- TASKS:
1 - From the wax corn juice article header, return the passage that begins at the words "1. (1. Institute" and stops after "Nanjing 210014, China)".
2 - Summarize the wax corn juice article header in two sentences.
3 - Continue the wax corn juice article header from the point where it stops.

- PAGE EXCERPT:

::::

FOOD SCIENCE ›› 2012, Vol. 33 ›› Issue (7): 114-117.doi: 10.7506/spkx1002-6630-201207025

• Basic Research • Previous Articles     Next Articles

Effect of Hydrocolloids on the Stability of Wax Corn Juice

LIN Mei-juan1,2,3,SONG Jiang-feng1,3,LI Da-jing1,3,LIU Chun-quan1,3,*,JIN Bang-quan2   

  1. (1. Institute of Farm Product Processing, Jiangsu Academy of Agricultural Sciences, Nanjing 210014, China;2. Ginling College, Nanjing Normal University, Nanjing 210097, China;3. Engineering Research Center for Agricultural Products Processing, National Agricultural Science and Technology Innovation Center in East China, Nanjing 210014, China)

::::

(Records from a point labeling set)
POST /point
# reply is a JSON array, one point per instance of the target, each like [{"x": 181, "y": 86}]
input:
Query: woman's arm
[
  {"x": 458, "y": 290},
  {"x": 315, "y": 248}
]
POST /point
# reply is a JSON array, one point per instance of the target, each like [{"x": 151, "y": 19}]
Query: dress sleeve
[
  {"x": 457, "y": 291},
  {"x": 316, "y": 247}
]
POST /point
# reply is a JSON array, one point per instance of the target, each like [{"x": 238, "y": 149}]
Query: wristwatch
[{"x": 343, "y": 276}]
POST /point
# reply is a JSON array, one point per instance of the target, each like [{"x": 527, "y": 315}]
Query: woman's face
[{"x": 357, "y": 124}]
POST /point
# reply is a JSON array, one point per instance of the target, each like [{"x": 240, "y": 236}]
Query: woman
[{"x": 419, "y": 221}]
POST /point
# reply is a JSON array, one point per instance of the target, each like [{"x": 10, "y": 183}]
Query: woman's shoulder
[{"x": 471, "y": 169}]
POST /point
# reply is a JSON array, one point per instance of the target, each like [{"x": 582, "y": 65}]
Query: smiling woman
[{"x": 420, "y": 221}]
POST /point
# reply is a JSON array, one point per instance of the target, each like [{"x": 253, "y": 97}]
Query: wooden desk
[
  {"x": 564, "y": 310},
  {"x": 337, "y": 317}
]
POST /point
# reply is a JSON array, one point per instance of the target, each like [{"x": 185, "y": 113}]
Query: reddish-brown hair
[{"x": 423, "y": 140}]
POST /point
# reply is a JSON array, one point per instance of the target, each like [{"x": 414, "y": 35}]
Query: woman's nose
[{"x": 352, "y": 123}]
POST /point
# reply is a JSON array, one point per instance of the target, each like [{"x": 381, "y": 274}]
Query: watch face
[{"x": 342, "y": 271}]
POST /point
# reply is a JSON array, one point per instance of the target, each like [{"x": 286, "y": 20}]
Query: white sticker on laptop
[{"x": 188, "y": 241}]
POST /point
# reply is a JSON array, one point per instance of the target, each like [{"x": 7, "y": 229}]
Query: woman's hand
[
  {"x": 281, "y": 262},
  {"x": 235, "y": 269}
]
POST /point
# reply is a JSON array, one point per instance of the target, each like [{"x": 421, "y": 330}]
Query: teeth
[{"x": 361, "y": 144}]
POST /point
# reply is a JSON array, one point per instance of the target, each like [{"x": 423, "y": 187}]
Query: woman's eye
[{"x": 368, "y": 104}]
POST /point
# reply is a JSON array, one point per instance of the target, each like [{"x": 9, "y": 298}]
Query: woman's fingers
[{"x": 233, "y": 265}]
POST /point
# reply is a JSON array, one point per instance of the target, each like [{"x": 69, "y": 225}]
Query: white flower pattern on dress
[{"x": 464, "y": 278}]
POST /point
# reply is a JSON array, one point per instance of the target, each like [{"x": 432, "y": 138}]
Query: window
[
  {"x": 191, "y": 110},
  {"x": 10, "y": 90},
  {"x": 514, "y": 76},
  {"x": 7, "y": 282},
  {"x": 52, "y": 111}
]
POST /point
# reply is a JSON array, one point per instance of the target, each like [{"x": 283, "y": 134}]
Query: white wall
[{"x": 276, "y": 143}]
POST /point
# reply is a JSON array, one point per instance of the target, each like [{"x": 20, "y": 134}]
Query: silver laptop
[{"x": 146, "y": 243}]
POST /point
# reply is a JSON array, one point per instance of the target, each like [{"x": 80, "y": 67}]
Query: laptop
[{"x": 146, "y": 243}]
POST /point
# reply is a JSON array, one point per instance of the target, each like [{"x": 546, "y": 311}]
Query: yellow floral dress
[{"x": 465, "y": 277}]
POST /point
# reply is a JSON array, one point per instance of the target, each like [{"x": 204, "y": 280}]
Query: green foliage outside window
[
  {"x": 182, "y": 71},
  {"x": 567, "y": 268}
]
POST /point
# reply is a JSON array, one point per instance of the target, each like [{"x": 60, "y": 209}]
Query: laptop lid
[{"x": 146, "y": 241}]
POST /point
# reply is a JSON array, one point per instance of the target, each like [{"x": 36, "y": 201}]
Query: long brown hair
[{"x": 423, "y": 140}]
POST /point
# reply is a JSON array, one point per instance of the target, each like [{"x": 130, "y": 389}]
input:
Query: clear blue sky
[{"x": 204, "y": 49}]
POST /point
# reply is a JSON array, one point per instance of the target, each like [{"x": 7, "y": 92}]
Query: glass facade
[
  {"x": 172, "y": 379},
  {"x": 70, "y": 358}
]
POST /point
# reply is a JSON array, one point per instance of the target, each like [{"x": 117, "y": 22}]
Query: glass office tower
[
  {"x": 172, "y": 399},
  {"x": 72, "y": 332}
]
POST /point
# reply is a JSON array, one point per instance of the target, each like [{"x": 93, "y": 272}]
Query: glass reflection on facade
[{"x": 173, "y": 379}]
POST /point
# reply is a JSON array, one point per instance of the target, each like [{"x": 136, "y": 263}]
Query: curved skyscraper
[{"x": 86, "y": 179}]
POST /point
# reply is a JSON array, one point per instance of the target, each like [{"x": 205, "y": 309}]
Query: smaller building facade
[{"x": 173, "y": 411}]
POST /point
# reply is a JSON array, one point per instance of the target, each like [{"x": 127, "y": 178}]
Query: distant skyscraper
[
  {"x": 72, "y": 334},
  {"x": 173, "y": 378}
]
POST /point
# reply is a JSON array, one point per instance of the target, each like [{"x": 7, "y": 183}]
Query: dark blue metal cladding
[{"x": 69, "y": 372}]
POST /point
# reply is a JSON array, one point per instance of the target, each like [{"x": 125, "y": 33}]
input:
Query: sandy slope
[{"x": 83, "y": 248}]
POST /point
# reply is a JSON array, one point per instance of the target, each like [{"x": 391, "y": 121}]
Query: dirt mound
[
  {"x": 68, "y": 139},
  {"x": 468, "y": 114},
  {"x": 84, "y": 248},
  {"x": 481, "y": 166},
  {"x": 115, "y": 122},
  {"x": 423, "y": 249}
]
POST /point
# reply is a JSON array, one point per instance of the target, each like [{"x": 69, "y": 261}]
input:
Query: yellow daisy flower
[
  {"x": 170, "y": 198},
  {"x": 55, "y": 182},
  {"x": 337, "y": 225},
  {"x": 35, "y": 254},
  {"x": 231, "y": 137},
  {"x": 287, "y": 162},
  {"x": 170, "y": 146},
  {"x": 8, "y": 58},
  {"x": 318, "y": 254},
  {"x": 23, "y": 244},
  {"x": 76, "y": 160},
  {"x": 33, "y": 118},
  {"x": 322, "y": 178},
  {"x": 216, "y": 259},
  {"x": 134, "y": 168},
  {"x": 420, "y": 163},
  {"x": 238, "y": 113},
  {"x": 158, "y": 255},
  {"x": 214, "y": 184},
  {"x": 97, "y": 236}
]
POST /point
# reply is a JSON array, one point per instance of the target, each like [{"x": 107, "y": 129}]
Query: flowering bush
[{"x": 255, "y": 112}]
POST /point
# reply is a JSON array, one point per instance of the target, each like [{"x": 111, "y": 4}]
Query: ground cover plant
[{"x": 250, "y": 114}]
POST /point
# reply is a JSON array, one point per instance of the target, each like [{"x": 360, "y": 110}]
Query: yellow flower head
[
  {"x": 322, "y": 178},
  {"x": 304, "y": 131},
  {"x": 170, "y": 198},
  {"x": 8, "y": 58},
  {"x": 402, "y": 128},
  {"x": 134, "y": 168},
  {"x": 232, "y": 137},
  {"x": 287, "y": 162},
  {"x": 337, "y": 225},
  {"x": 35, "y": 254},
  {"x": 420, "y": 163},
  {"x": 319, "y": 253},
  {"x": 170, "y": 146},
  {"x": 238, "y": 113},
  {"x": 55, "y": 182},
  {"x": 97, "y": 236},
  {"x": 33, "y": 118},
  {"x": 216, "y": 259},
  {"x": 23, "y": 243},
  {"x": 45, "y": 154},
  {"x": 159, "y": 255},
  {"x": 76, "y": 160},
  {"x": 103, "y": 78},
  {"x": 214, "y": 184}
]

::::

- EXERCISE RESPONSES:
1 -
1. (1. Institute of Farm Product Processing, Jiangsu Academy of Agricultural Sciences, Nanjing 210014, China;2. Ginling College, Nanjing Normal University, Nanjing 210097, China;3. Engineering Research Center for Agricultural Products Processing, National Agricultural Science and Technology Innovation Center in East China, Nanjing 210014, China)

2 - The header lists an article titled "Effect of Hydrocolloids on the Stability of Wax Corn Juice," published under Basic Research in Food Science, 2012, Vol. 33, Issue 7, pages 114-117. Its authors are LIN Mei-juan, SONG Jiang-feng, LI Da-jing, LIU Chun-quan and JIN Bang-quan, affiliated with the Institute of Farm Product Processing of the Jiangsu Academy of Agricultural Sciences, Ginling College of Nanjing Normal University, and the Engineering Research Center for Agricultural Products Processing of the National Agricultural Science and Technology Innovation Center in East China, all in Nanjing.

3 -
  • Online:2012-04-15 Published:2012-04-20

Abstract: In order to improve the stability of wax corn juice, the influence of various hydrocolloids on the stability coefficient, centrifugal sedimentation rate, relative viscosity and sensory quality of the corn juice were investigated. The electrostatic stability of wax corn juice system was also evaluated in this study. The results indicated that xanthan gum had emulsifying effects on corn juice and inhibited lipid droplet formation. Addition of sodium alginates, guar gum and sophora bean gum improved the stability of wax corn juice. The stability coefficient and relative viscosity of corn juice increased with the increase of their concentrations. When xanthan gum and sophora bean gum were together added at a ratio of 1:4, the juice had the highest stability.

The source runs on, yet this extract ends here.